What the task requires: Only the pictures stay out; please return all the entries below exactly as written.

[Referring expression pointing data]
* * * * * * * * *

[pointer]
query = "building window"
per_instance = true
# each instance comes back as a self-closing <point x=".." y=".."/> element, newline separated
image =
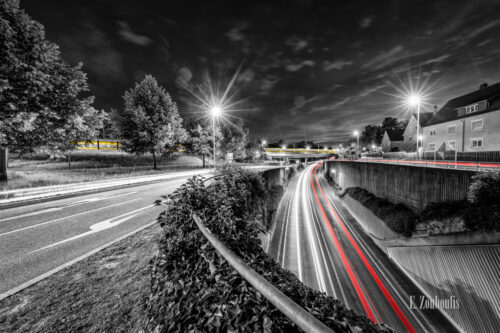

* * * * * * * * *

Exercise result:
[pointer]
query = "building window"
per_instance = true
# each instance comes back as a self-closing <point x=".." y=".."/> element, newline separated
image =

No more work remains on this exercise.